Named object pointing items

>>>

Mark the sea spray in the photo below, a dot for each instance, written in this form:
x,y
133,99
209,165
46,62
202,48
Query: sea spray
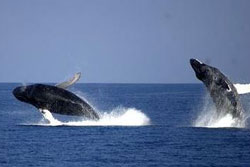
x,y
242,88
118,117
210,118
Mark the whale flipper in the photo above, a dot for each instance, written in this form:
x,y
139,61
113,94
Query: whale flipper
x,y
66,84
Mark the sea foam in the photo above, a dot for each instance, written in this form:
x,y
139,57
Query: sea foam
x,y
117,117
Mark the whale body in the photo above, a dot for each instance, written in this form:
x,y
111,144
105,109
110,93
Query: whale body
x,y
222,91
55,99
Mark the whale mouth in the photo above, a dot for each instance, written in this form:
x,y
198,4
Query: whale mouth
x,y
20,93
196,65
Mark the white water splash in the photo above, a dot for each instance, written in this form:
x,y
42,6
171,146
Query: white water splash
x,y
209,118
117,117
242,88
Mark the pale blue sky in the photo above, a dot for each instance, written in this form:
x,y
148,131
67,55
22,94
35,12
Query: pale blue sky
x,y
122,41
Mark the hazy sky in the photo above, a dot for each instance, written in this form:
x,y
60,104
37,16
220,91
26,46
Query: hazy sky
x,y
135,41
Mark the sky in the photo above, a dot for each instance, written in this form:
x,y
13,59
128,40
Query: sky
x,y
122,41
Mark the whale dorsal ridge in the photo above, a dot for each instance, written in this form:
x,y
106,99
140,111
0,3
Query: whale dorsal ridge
x,y
70,82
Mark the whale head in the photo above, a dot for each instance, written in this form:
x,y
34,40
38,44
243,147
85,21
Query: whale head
x,y
203,71
22,93
210,76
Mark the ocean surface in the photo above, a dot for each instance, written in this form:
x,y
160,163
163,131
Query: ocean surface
x,y
140,125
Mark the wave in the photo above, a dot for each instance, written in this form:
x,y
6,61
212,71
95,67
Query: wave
x,y
117,117
211,119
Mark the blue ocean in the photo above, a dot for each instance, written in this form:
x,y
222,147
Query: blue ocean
x,y
140,125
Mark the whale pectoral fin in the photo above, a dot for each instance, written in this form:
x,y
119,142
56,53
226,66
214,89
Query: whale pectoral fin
x,y
70,82
223,84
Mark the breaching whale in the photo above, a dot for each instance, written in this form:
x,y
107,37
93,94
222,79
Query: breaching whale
x,y
222,91
55,99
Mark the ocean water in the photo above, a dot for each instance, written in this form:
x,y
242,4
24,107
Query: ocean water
x,y
140,125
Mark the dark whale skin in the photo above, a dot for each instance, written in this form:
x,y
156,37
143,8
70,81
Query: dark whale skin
x,y
222,91
54,99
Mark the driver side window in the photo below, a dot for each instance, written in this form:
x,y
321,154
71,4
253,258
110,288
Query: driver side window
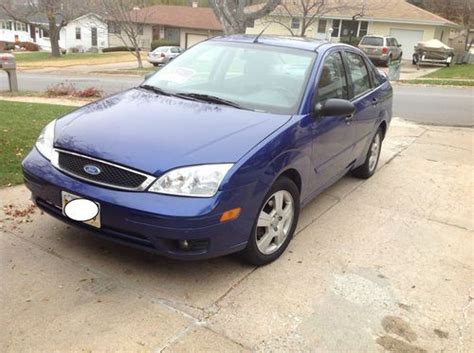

<<<

**EXERCISE GOAL:**
Could you copy every item above word for word, leaving the pictures out?

**OUTPUT FOR THIS EXERCISE:**
Mark the sea spray in the photo below, a dot for each instance, written in this form:
x,y
133,99
209,165
46,62
202,48
Query: sea spray
x,y
242,88
118,117
210,118
Mark the whale flipper in the photo above, a dot for each instance, written in this form:
x,y
139,61
113,94
Query: whale flipper
x,y
66,84
Mark the sea foam in the photo above, a dot for each instance, written in this form:
x,y
139,57
Query: sea foam
x,y
117,117
Mark the whale body in the photo above, a dot for each instance, written in this form:
x,y
111,144
105,109
110,93
Query: whale body
x,y
222,91
55,99
Mark the whale mouth in the photo above, a dot for each instance, written in this form:
x,y
198,4
Query: whale mouth
x,y
20,93
196,65
Mark the white water splash in the photo above, a dot for each instance, written in this form:
x,y
42,6
171,146
Query: white water splash
x,y
209,118
117,117
242,88
Mark the pale blue sky in the photo above, a dot for each instance, written in this form:
x,y
148,131
67,55
22,94
35,12
Query: pale blue sky
x,y
122,41
Mark the hazy sky in the photo above, a dot for each instance, written in this form:
x,y
60,104
37,16
220,91
26,46
Query: hazy sky
x,y
135,41
Mark the sky in the photo above, a dot for each instance, written in this form:
x,y
13,59
128,40
Query: sky
x,y
122,41
Mark the whale dorsal ridge in the photo above, a dot for each instance, written in this form:
x,y
106,99
140,111
0,3
Query: whale dorsal ridge
x,y
70,82
Mark the whale head in the photo above, a dot for each instance, written in this form:
x,y
34,40
38,44
243,147
85,21
Query: whale head
x,y
203,71
22,93
210,76
Mark the ocean surface in the photo above, a dot for each instance, written in this form:
x,y
160,163
163,131
Query: ocean surface
x,y
140,125
Mark the wave in the photo above, a dot for each instance, written in this form:
x,y
6,61
212,71
95,67
Query: wave
x,y
117,117
211,119
Mark the blue ocean in the photo above, a dot for each instance, written in this form:
x,y
222,147
Query: blue ocean
x,y
140,125
Mark the whale pectoral fin in the photo above, a dot for each instance, written in this form:
x,y
119,142
56,53
226,66
214,89
Query: whale pectoral fin
x,y
70,82
223,84
Mark the breaching whale in the photo above, a dot for each instance, written in this form:
x,y
107,37
93,94
222,79
Query: breaching whale
x,y
222,91
55,99
Mark the ocean water in the photo above, a dot for each instance, written in this form:
x,y
242,4
24,107
Query: ocean water
x,y
140,125
Mark the dark whale skin in the photo above, a dot for each instance, written in this form:
x,y
156,37
143,8
70,81
Query: dark whale skin
x,y
222,91
54,99
Mark the driver side window in the photo below, a dot for each instance, written in this form:
x,y
321,154
71,4
253,258
110,288
Query: driver side window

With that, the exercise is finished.